### Passage provided
□ □ □ □

But the miep was no fringe movement. By 1998 it was winning at least 5 percent of the vote and gaining seats in parliament. Among other moves to co-opt miep popularity, Viktor Orban, the new right-wing prime minister, floated the notion of dual citizenship to ethnic Hungarians across borders. With inter-ethnic bloodletting in the former Yugoslavia still fresh in the mind of many Eastern Europeans, Hungary’s neighbors found Orban’s idea particularly provocative. During his four-year term, Orban also allowed members of his own party, Fidesz, to pander to miep’s farright voters with comments about “traitors,” “cosmopolitans” and “communist Jews.” With the lines of decency breached, hate speech proliferated in the media and on the floor of Parliament. When the Hungarian Socialist Party—heir to the old Communist Party—ousted Fidesz in 2002, the acrimony divided society more than ever. The with-us-or-against-us rhetoric intensified, in some cases turning families and friends against each other. And then Jobbik arrived on the scene. For the next eight years, having joined forces with miep in 2005-2006 as a “third way” in Hungarian politics, Jobbik bided its time, growing rapidly in strength. After elections this spring, Orban returned for a second stint as prime minister with an even stronger mandate than in 1998. One of his government’s very first moves—a blatant co-opting of one of Jobbik’s campaign pledges—was to offer ethnic Hungarians dual citizenship, wherever they might live. The measure promptly sparked a nasty tit-for-tat with Slovakia, as lawmakers there threatened to revoke the citizenship of anyone who claimed a Hungarian passport.

□ □ □ □

### Dataset
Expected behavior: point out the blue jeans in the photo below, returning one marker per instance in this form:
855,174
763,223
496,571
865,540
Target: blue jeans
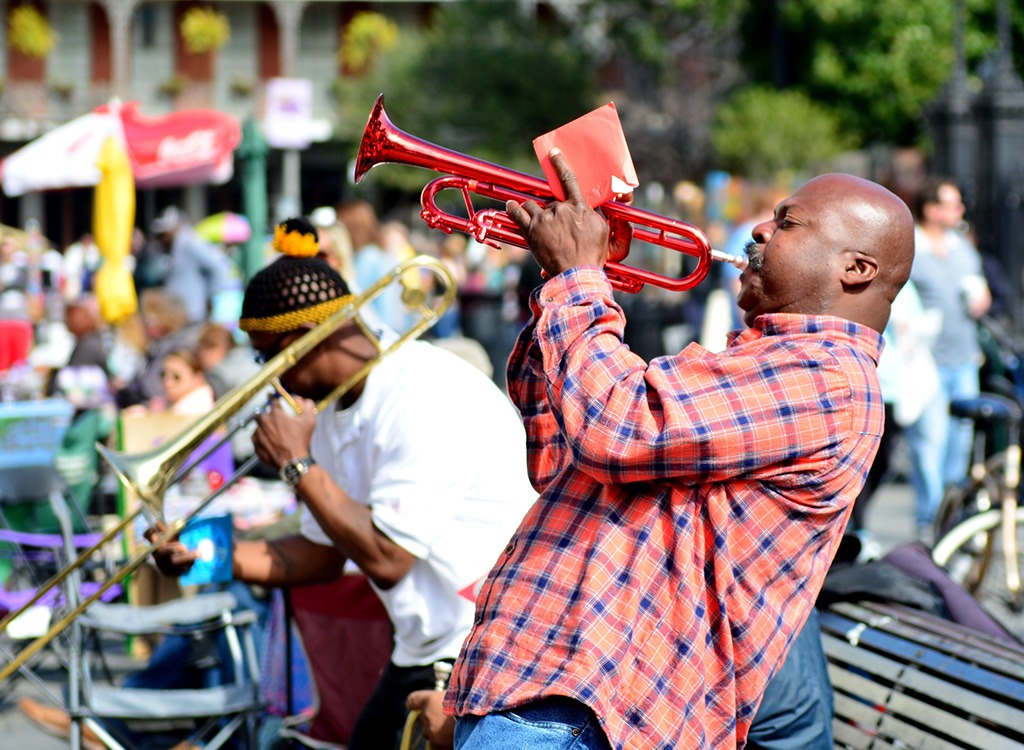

□ □ □ □

### Directive 1
According to the passage on Hungarian politics, by 1998 at least what share of the vote was miep winning?
### Directive 2
Continue the passage on Hungarian politics, picking up right after its last sentence.
The records have no part in this work.

### Exercise output 1
At least 5 percent.

### Exercise output 2
Throughout this period of left-right musical chairs, the economy—saddled by budget deficits, long-term debt, overspending and businesses hamstrung by red tape—sputtered to a halt. Even before the global credit crunch hit in 2008, unemployment was on the rise across Hungary. In 2005, one year after it entered the EU, unemployment was 6.1 percent. By 2008, it was 7.8 percent. Today, it stands at 11.8 percent despite a 2008 bail-out package from the IMF and EU of €20 billion. All these swirling influences—historical, economic, psychological—help explain today’s trauma and frustration throughout Hungary. Nevertheless, it took two incandescent moments to harden the attitudes of a broader swath of Hungarians. The first was marked by lies; the second, by murder. In 2002, Prime Minister Ferenc Gyurcsany—a communist youth boss who became one of Hungary’s first postcommunist oligarchs—returned to lead the Socialist Party [mszp]. Inheriting the machinery of the old Hungarian Socialist Worker’s Party, mszp had already steered the country from 1994 to 1998, enduring countless bumps and bruises. Gyurcsany was named prime minister in 2004, and the Socialists remained in power through the bitterly contested 2006 election, which turned on Hungary’s economic situation. During this campaign, Gyurcsany and his ministers painted an overly rosy picture of the economy. The stark reality emerged soon after the vote, when the mszp government was forced to launch a series of budget cuts and austerity measures demanded by the IMF and EU. “There was a choice for the Socialists to tell the truth, but they promised an easy, soft adjustment from the previous years, to make the country healthy and wealthy, and many people had bought that,” says Csaba, the Budapest economist. “Against that rhetoric, they started to put on the brakes, instead of giving it the gas, which then delivered stagnant growth. That created disenchantment on a social scale,” quickly leading to political bedlam.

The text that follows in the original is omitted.